* Start MATERIALS PROVIDED *

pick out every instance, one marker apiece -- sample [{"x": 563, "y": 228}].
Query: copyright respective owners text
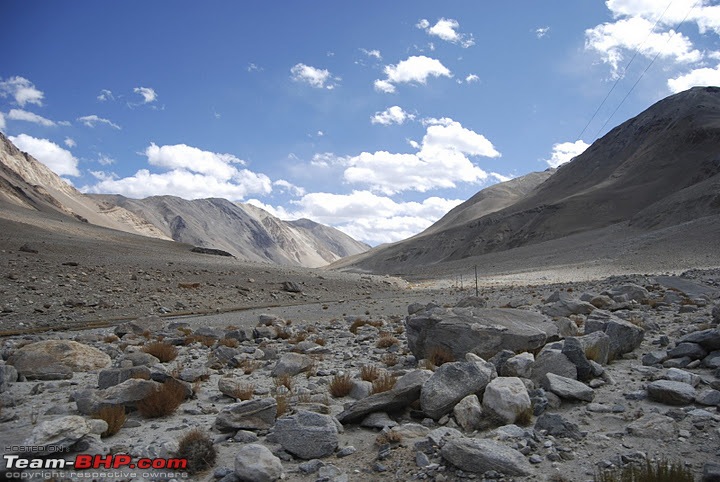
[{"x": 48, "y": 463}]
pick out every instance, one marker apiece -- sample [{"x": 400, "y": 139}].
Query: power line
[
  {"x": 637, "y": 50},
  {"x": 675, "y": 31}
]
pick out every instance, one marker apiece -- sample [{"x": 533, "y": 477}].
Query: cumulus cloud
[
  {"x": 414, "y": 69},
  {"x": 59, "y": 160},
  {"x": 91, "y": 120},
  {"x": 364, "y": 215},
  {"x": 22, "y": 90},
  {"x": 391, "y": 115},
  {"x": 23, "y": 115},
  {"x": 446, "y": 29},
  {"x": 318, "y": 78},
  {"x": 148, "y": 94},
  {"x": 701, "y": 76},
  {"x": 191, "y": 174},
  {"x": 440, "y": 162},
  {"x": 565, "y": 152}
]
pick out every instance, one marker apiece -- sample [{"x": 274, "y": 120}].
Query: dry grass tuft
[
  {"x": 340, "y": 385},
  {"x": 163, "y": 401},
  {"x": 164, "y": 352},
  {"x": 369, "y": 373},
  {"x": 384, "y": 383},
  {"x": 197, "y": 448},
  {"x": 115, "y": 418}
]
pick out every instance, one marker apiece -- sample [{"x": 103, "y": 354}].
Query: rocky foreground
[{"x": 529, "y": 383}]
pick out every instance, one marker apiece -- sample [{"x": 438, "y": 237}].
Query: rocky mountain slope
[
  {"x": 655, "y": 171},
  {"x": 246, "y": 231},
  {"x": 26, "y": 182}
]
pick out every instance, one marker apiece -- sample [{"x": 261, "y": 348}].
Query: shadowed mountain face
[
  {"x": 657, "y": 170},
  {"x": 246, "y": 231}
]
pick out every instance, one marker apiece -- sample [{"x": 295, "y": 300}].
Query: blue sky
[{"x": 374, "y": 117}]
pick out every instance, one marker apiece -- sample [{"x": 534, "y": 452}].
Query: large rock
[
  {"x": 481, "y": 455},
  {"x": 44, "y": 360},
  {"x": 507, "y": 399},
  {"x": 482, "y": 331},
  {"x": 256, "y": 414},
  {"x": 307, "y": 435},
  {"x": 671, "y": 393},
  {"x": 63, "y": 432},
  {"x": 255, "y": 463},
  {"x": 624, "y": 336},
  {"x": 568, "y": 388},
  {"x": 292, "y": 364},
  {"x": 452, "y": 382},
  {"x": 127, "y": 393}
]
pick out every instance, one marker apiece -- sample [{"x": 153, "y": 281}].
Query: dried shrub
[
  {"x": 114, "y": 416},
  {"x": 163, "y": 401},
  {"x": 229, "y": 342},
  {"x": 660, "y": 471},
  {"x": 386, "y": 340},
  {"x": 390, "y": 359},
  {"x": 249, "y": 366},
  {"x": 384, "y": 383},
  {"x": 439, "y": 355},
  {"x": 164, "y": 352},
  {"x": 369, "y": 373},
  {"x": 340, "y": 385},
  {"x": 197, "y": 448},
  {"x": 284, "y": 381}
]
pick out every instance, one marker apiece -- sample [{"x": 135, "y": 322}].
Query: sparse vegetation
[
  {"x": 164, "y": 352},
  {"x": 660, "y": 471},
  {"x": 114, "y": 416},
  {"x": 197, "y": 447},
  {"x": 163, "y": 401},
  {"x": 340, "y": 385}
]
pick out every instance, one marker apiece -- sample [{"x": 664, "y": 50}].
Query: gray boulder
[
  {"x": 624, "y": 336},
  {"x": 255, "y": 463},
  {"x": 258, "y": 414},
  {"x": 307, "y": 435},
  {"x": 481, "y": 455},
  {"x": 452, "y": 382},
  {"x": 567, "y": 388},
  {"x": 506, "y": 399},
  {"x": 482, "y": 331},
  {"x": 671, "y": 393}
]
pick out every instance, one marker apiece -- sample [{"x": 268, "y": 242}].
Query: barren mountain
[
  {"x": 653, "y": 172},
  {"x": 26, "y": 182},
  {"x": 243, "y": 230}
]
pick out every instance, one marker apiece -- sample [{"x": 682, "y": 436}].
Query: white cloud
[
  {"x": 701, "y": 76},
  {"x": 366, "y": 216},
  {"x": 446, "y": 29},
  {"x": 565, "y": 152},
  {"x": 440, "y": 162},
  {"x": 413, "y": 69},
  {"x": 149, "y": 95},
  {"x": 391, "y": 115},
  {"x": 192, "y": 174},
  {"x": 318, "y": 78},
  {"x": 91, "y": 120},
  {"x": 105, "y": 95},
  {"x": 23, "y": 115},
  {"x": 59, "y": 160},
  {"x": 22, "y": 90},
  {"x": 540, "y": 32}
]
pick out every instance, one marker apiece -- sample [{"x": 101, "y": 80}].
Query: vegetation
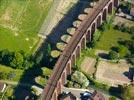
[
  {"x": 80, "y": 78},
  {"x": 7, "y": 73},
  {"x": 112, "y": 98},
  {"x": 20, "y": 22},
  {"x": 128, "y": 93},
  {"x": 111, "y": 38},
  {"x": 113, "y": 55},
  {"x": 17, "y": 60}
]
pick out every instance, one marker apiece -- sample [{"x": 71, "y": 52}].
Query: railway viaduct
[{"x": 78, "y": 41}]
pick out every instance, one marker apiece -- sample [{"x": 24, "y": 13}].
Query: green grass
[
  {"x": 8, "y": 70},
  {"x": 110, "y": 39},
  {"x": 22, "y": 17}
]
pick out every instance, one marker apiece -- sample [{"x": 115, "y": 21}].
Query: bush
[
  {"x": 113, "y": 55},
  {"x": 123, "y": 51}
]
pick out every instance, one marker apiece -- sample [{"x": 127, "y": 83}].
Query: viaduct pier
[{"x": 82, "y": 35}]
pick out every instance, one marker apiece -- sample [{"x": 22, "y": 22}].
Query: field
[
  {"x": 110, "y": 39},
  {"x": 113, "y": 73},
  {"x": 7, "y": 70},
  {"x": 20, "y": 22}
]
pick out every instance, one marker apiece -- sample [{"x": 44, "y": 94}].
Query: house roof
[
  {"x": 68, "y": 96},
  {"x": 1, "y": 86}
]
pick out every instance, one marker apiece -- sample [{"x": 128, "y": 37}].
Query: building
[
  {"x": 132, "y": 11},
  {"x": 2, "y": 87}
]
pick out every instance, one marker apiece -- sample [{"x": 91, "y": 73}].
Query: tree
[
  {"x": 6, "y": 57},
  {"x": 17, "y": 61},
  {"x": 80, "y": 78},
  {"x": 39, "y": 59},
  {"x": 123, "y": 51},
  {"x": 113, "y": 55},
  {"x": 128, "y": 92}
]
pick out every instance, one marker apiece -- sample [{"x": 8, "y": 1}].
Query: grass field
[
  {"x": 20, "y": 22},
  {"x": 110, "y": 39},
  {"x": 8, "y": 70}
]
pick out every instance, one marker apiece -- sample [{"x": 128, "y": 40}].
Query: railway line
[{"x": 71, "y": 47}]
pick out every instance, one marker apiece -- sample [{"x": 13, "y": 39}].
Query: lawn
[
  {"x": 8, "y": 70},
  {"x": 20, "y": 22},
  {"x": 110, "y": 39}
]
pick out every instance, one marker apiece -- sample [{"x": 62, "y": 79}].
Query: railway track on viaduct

* End MATERIALS PROVIDED *

• _TASK BRIEF_: Count the lines in the rows above that contain the word "railway". Give only the number.

• _SOLVED EXERCISE_: 3